:: Passage provided

And also a postcode for each one might be useful mate so people can work out the different travel times 

Got the date sorted yet :wink: :wink: :wink:


----------



## neilc

V6RUL said:


> jamman said:
> 
> 
> 
> Ok Choices will be
> 
> Badger Bill £35 (maximum on the day of 20 people due to data logging)
> MRC £40
> Powerstation £35
> 
> I will PM each person on the thread with the details and ask them
> to make a choice and then let everyone know as soon as the votes are in.
> 
> Cheers
> 
> James
> 
> 
> 
> Thanks for posting the choices James.
> Is it possible to identify if the choices can run 4wd cars without pulling fuses..drive in, drive out..
> Steve
Click to expand...

I spoke to Glenn at MRC Steve , and he said he couldn't guarantee that the TT's would run properly without removing a fuse. I can ask again though for clarification.


----------



## jamman

All three are the same reply can't guarantee that 4wd will run properly.

Full details post codes etc will be in the PM

Looking at maybe early July so hopefully ok weather.


----------



## JoshyTT

im in location dependant and if i had my remap by then, unless they can remap on the day but im guessing to busy by then.

these have a decent rep and offer good club discounts used them a few years back now.

http://www.corten-miller.co.uk/Rolling-Road/


----------



## JoshyTT

also they can cater for dsg.


----------



## jamman

Ok I will add them as a choice.

Four is more than enough to hopefully keep most happy.


----------



## barb

I'm keen for this depending on location and date

Sent from my HTC One using Tapatalk


----------



## TTSPORT666

Great stuff chaps...Looking forward to this year...Also if we choose MRC they have a place we can have our annual Hot dog stand.. [smiley=sunny.gif] Christ gona have to start getting my mod list sorted soon...  Need a board room chat with Wak. :wink:

Damien.


----------



## jamman

TTSPORT666 said:


> Great stuff chaps...Looking forward to this year...Also if we choose MRC they have a place we can have our annual Hot dog stand.. [smiley=sunny.gif] Christ gona have to start getting my mod list sorted soon...  Need a board room chat with Wak. :wink:
> 
> Damien.


Don't think there will be any burgers this year I'm afraid mate


----------



## V6RUL

neilc said:


> V6RUL said:
> 
> 
> 
> 
> 
> jamman said:
> 
> 
> 
> Ok Choices will be
> 
> Badger Bill £35 (maximum on the day of 20 people due to data logging)
> MRC £40
> Powerstation £35
> 
> I will PM each person on the thread with the details and ask them
> to make a choice and then let everyone know as soon as the votes are in.
> 
> Cheers
> 
> James
> 
> 
> 
> Thanks for posting the choices James.
> Is it possible to identify if the choices can run 4wd cars without pulling fuses..drive in, drive out..
> Steve
> 
> Click to expand...
> 
> I spoke to Glenn at MRC Steve , and he said he couldn't guarantee that the TT's would run properly without removing a fuse. I can ask again though for clarification.
Click to expand...

Pulling the Haldex fuse on a Mk1 V6 DSG doesn't allow any drive to any of the wheels, the DSG dis-engages drive.

::::
:: Stored records

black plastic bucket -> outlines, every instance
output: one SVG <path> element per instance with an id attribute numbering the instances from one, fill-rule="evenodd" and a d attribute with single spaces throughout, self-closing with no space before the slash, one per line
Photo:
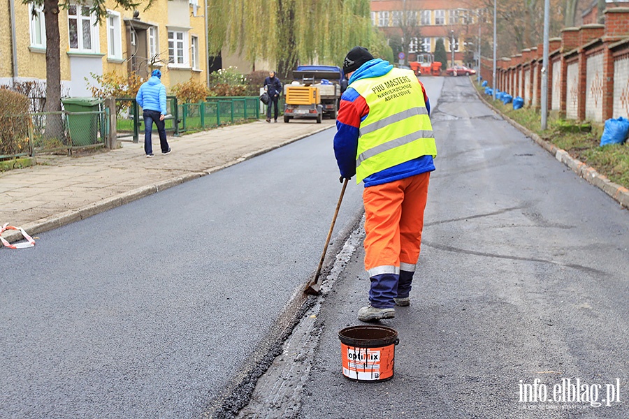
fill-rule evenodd
<path id="1" fill-rule="evenodd" d="M 341 341 L 343 375 L 354 381 L 373 383 L 393 378 L 398 332 L 386 326 L 345 328 Z"/>

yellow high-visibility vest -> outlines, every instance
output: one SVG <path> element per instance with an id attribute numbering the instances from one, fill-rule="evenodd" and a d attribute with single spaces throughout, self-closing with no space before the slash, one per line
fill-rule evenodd
<path id="1" fill-rule="evenodd" d="M 437 156 L 433 126 L 421 86 L 412 71 L 393 68 L 384 75 L 350 86 L 363 96 L 369 114 L 361 122 L 356 180 L 400 163 Z"/>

::::

• Problems to solve:
[1] According to the forum thread, what is the price listed for MRC?
[2] Quote everything in the records from the line containing "yellow high-visibility vest" down to the end of the records.
The forum thread and the records are unrelated material.

• Solutions per task:
[1] £40

[2]
yellow high-visibility vest -> outlines, every instance
output: one SVG <path> element per instance with an id attribute numbering the instances from one, fill-rule="evenodd" and a d attribute with single spaces throughout, self-closing with no space before the slash, one per line
fill-rule evenodd
<path id="1" fill-rule="evenodd" d="M 437 156 L 433 126 L 421 86 L 412 71 L 393 68 L 384 75 L 350 86 L 363 96 L 369 114 L 361 122 L 356 180 L 400 163 Z"/>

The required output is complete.